Excerpt provided
World energy systems are changing quickly. Renewables will account for an estimated 70 percent of total global spending on new power generation this year, according to the International Energy Agency. The amount of new wind and solar built worldwide in 2021 (290 gigawatts) exceeds the amount of coal running in America (220 GW). In the United States, the solar industry is on pace to smash its annual record for installations with 20 GW of new capacity.

But the renewable boom obscures another fact: The world is burning more fossil fuels than ever. Coal generation is on track to set a new global record, boosted by surging output in China, along with a rebound in the United States and Europe (Greenwire, Dec. 17). Oil consumption, which fell off a cliff during the pandemic, is nearing pre-crisis levels. Natural gas use continues to grow.

The continued reliance on fossil fuels gives the world little time to stem the rise in atmospheric temperatures. When researchers at the Global Carbon Project estimated the planet’s remaining carbon budget earlier this year, they calculated the world has 11 years at current emissions levels before warming exceeds 1.5 degrees Celsius (Climatewire, Nov. 4). It has 32 years before it exceeds the limit for 2 C.

Records supplied
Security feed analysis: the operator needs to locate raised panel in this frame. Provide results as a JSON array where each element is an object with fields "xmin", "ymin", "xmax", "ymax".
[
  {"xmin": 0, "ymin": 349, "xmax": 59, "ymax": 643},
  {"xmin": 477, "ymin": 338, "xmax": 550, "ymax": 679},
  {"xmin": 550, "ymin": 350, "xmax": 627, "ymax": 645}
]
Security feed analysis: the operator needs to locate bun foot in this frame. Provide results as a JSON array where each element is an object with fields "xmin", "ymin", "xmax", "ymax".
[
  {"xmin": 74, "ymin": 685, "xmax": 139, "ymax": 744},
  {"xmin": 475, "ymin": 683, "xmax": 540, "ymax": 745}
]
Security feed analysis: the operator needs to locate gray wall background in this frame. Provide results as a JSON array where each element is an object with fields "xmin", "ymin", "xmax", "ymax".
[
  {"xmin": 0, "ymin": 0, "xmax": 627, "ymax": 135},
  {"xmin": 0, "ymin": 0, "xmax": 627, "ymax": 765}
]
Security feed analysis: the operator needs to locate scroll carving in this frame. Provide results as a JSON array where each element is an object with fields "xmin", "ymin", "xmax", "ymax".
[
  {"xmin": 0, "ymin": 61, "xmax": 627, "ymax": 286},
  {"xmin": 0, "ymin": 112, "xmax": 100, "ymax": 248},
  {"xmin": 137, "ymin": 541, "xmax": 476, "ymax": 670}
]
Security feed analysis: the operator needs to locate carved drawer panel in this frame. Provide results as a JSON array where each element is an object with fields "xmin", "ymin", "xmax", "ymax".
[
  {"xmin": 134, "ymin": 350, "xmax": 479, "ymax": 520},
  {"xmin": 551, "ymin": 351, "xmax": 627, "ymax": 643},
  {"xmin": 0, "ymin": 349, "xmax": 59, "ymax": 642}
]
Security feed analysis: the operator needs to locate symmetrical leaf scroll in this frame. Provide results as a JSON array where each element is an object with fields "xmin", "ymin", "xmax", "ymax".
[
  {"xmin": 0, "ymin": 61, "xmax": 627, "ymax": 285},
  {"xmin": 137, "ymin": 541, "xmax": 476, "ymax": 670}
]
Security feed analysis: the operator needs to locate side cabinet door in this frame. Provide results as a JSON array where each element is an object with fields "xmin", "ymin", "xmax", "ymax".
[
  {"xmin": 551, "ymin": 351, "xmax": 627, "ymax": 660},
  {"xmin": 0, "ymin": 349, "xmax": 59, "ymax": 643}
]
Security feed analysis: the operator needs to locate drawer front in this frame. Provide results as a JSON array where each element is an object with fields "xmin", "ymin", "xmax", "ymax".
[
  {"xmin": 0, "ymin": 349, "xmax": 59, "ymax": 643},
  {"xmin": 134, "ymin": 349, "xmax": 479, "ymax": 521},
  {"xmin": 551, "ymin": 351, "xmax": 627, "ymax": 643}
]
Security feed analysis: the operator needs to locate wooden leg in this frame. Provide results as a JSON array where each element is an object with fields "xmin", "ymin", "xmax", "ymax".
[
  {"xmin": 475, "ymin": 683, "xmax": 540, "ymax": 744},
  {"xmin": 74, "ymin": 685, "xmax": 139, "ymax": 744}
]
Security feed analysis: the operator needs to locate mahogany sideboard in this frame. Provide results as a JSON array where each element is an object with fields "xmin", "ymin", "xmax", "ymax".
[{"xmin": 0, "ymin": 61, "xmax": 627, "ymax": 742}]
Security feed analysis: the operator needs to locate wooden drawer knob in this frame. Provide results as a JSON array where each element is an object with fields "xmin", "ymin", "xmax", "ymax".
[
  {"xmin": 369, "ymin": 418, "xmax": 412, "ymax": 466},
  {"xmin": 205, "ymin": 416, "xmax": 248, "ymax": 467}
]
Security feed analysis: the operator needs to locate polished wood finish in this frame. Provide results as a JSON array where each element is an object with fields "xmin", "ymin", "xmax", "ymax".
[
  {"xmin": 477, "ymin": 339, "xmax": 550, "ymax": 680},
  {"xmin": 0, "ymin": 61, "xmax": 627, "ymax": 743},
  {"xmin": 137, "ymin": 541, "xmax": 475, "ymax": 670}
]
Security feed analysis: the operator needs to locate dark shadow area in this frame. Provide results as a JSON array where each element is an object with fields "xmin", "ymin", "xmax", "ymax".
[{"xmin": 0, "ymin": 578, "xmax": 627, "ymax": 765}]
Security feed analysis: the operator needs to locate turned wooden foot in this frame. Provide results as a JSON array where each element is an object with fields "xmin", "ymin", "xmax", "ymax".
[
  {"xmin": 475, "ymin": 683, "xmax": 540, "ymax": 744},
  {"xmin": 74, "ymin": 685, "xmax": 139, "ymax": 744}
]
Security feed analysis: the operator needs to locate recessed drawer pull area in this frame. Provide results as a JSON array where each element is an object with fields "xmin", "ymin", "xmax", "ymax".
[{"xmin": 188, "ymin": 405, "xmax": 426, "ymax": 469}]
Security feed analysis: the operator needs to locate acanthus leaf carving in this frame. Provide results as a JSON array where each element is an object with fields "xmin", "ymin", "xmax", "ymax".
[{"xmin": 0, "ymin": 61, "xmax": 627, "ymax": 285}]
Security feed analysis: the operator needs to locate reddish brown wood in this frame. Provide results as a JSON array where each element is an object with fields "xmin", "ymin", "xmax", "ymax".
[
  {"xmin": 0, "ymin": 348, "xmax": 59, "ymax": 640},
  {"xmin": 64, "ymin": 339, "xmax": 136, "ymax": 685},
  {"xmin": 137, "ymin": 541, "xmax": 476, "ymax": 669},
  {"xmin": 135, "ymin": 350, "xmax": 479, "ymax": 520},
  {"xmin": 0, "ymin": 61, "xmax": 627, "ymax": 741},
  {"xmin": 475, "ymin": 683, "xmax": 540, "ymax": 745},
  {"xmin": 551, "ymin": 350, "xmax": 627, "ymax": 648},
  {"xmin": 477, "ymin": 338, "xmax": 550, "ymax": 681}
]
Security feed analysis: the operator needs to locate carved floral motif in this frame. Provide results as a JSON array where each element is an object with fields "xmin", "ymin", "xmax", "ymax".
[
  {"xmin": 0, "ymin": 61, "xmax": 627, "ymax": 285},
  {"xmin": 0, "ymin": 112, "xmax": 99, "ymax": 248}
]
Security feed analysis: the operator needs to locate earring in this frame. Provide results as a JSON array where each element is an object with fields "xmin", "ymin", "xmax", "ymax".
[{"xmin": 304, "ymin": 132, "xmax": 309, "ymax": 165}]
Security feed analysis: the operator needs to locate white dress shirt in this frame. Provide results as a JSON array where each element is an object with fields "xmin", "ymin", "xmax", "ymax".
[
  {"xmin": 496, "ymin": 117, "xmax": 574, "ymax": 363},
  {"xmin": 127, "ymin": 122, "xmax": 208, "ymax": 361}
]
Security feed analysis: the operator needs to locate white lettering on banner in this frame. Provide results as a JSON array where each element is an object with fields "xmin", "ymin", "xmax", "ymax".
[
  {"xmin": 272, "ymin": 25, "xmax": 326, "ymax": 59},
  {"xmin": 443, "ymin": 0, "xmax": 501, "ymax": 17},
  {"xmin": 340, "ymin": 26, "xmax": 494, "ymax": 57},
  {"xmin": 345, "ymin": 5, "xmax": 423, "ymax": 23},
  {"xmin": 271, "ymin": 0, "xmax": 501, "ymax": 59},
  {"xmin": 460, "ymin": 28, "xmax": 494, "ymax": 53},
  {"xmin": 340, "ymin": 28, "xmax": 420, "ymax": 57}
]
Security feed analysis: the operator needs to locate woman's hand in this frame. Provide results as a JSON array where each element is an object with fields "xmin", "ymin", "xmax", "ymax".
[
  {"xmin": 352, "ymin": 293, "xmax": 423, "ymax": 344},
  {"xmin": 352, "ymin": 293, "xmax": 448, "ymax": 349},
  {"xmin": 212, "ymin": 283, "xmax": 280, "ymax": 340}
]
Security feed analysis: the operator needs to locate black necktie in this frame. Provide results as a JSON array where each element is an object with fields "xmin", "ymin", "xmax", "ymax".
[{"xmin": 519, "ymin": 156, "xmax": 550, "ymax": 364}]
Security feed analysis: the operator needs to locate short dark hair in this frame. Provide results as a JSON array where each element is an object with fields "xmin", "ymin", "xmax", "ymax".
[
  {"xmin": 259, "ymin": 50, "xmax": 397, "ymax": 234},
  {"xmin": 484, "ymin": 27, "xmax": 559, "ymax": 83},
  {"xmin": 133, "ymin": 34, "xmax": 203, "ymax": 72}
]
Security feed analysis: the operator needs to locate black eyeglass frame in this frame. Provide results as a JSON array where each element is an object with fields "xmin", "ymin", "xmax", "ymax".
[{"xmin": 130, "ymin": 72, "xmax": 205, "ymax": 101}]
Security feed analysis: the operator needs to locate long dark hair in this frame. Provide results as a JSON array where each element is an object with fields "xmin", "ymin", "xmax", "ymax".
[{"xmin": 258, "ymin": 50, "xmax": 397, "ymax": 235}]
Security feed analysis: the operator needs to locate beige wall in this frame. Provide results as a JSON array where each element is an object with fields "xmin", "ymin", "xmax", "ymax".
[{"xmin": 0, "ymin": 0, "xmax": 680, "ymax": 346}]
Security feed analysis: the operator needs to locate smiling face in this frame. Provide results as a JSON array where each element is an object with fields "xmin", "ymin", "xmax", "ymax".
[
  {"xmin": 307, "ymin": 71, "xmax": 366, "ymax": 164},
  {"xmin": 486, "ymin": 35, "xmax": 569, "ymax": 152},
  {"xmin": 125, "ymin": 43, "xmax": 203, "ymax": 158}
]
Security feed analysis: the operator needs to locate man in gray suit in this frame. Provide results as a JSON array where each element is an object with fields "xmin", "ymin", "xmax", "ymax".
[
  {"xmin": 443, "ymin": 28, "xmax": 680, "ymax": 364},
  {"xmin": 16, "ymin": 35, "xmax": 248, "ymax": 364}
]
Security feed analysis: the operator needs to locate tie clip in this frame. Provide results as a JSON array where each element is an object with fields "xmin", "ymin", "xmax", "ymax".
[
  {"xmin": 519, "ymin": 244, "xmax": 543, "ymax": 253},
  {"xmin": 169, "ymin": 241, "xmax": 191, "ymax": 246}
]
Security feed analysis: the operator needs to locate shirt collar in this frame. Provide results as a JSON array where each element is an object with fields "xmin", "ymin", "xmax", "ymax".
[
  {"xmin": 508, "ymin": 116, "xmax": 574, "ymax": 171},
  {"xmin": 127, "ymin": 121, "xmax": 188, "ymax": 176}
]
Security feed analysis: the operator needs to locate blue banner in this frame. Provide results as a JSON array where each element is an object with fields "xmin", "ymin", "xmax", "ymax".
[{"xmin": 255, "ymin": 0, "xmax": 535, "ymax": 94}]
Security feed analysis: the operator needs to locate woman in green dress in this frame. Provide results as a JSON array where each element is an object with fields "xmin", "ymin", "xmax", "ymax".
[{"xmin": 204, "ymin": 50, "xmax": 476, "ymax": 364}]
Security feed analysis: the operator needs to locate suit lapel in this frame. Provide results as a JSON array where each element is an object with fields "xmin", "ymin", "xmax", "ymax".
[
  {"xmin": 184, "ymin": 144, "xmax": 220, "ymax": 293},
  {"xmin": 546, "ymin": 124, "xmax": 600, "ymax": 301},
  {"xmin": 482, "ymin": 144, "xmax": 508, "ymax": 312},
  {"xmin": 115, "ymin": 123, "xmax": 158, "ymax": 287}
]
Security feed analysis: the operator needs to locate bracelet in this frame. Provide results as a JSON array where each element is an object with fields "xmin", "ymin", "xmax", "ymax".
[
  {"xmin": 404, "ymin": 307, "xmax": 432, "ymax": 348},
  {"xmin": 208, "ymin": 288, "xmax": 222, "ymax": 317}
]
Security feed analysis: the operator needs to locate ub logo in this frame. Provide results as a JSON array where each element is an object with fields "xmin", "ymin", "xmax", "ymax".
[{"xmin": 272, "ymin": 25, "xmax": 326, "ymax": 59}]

What to work on
Decide whether each statement below agrees with the excerpt on world energy systems above. Answer yes or no for each, and quote the deciding words of the excerpt.
1. The new wind and solar capacity built worldwide in 2021 is greater than the amount of coal running in America.
2. Oil consumption has already risen above its pre-crisis levels.
3. The Global Carbon Project found that the world has 32 years at current emissions levels before warming exceeds 1.5 degrees Celsius.

Exercise solution
1. Yes: "The amount of new wind and solar built worldwide in 2021 (290 gigawatts) exceeds the amount of coal running in America (220 GW)."
2. No: "Oil consumption, which fell off a cliff during the pandemic, is nearing pre-crisis levels."
3. No: "they calculated the world has 11 years at current emissions levels before warming exceeds 1.5 degrees Celsius"